* WORK TASK *
All of the data should be output character for character, except the pictures.

[[ DATASET EXTRACT open ]]

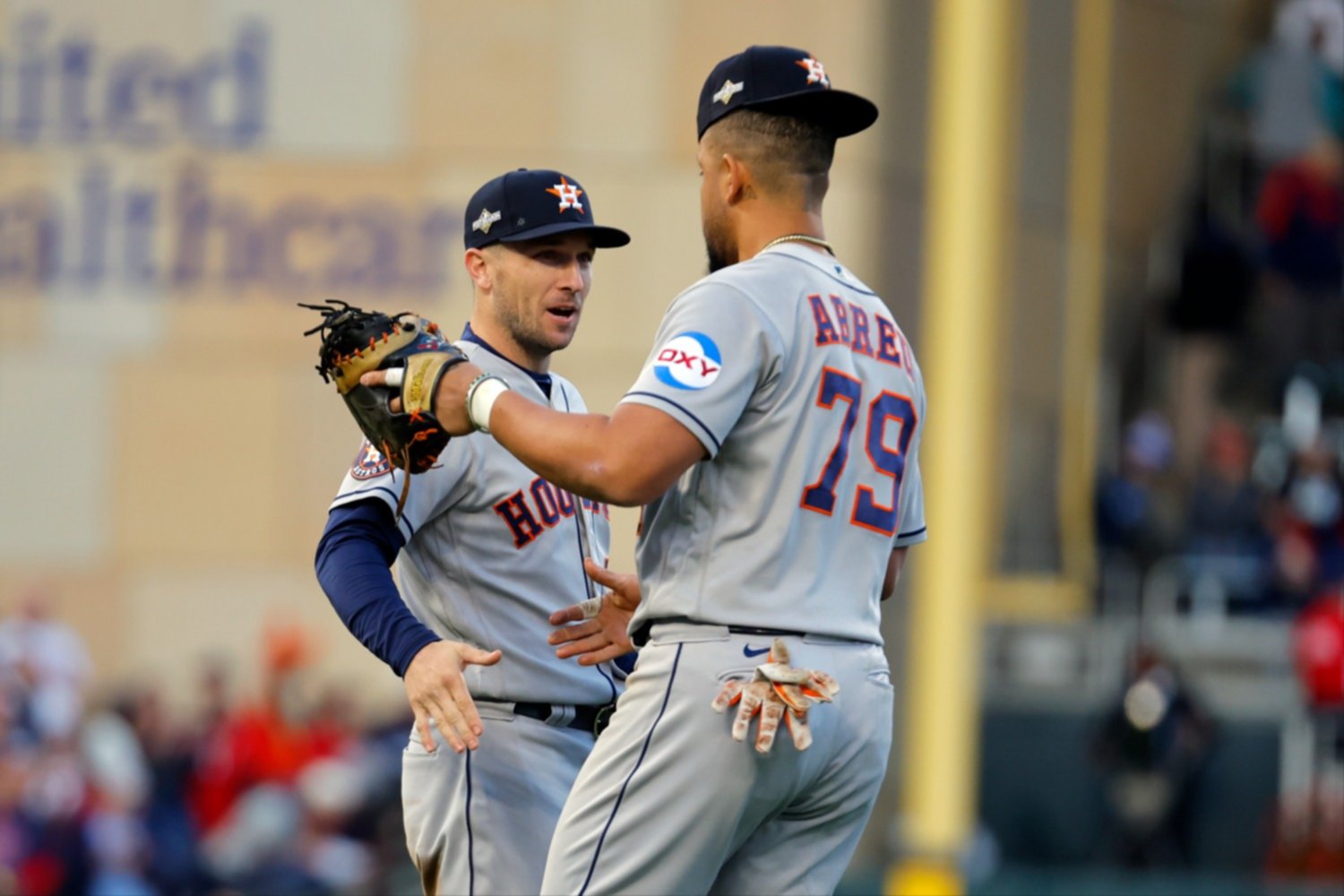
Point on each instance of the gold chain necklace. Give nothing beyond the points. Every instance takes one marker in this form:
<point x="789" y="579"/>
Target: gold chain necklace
<point x="800" y="238"/>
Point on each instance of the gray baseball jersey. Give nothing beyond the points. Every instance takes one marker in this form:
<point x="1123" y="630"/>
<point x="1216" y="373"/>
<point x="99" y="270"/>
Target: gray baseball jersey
<point x="809" y="403"/>
<point x="808" y="400"/>
<point x="491" y="551"/>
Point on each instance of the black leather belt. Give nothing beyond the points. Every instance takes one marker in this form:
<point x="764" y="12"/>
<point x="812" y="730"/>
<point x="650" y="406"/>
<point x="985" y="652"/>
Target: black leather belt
<point x="591" y="719"/>
<point x="642" y="634"/>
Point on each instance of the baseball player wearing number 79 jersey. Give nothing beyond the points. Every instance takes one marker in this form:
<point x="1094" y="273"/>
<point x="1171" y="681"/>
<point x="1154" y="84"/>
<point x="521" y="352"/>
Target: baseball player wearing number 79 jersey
<point x="773" y="438"/>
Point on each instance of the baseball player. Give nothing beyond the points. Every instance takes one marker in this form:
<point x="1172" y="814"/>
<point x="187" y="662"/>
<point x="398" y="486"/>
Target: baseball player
<point x="488" y="549"/>
<point x="773" y="440"/>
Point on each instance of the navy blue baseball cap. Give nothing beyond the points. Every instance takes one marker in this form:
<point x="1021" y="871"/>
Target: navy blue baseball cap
<point x="781" y="81"/>
<point x="527" y="204"/>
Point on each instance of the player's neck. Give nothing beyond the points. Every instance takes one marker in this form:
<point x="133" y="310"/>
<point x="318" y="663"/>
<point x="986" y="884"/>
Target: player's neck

[[ DATASET EXTRACT closed ]]

* EXERCISE SOLUTION *
Point on each instance of the gold chain necklace. Give nothing beyond the points. Every instance takes one marker in this form:
<point x="789" y="579"/>
Target: gold chain necklace
<point x="800" y="238"/>
Point on each instance of the gray baseball jersey. Give nothing beyond the points. Every instance takes one marker in this form:
<point x="1123" y="630"/>
<point x="1216" y="373"/>
<point x="99" y="270"/>
Target: gray baseball jersey
<point x="809" y="403"/>
<point x="808" y="400"/>
<point x="491" y="551"/>
Point on each instance of the black leather belt. Give nothing beyond the points. Every instance takes one marker in this form:
<point x="764" y="12"/>
<point x="812" y="730"/>
<point x="650" y="406"/>
<point x="985" y="652"/>
Target: black leather belt
<point x="591" y="719"/>
<point x="642" y="634"/>
Point on each instance of the baseball player wearing number 79 jersey. Give nothing beyond the points. Every instance takes one marker in this form:
<point x="1094" y="273"/>
<point x="1171" y="681"/>
<point x="1154" y="84"/>
<point x="521" y="352"/>
Target: baseball player wearing number 79 jersey
<point x="773" y="438"/>
Point on each instance of the baseball player. Give nothing beyond the points. Every instance takes one marker in this form:
<point x="1172" y="814"/>
<point x="187" y="662"/>
<point x="398" y="486"/>
Target: baseball player
<point x="488" y="549"/>
<point x="773" y="440"/>
Point on each instance of the navy blue baseball cap. Give nothing beyond the points. Every instance takes one marker in this form:
<point x="1021" y="871"/>
Target: navy blue baseball cap
<point x="781" y="81"/>
<point x="527" y="204"/>
Point on each instance of the player's neck. Give nothing beyond the points. Every instance takes one marker in this form:
<point x="133" y="310"/>
<point x="318" y="663"/>
<point x="986" y="884"/>
Target: player's neck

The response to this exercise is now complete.